_Task to complete_.
Write out every entry exactly as it appears.

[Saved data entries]

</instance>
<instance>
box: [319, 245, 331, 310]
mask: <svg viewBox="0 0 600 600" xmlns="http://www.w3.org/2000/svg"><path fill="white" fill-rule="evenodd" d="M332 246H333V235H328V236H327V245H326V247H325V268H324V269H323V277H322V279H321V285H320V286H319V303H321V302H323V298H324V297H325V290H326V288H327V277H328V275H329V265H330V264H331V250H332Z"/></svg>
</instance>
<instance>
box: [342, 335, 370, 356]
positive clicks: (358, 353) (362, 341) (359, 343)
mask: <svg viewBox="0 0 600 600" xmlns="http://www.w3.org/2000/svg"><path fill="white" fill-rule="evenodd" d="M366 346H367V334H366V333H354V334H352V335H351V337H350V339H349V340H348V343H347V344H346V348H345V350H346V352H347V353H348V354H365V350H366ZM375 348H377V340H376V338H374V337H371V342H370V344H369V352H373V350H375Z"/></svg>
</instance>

_Result of this task_.
</instance>
<instance>
box: [319, 245, 331, 310]
mask: <svg viewBox="0 0 600 600" xmlns="http://www.w3.org/2000/svg"><path fill="white" fill-rule="evenodd" d="M332 246H333V235H328V236H327V245H326V247H325V268H324V269H323V277H322V279H321V285H320V286H319V303H321V302H323V298H324V297H325V290H326V288H327V277H328V275H329V265H330V264H331V250H332Z"/></svg>
</instance>
<instance>
box: [342, 335, 370, 356]
positive clicks: (358, 353) (362, 341) (359, 343)
mask: <svg viewBox="0 0 600 600" xmlns="http://www.w3.org/2000/svg"><path fill="white" fill-rule="evenodd" d="M366 346H367V334H366V333H354V334H352V335H351V337H350V339H349V340H348V343H347V344H346V348H345V350H346V352H347V353H348V354H365V350H366ZM375 348H377V340H376V338H374V337H371V342H370V344H369V352H373V350H375Z"/></svg>
</instance>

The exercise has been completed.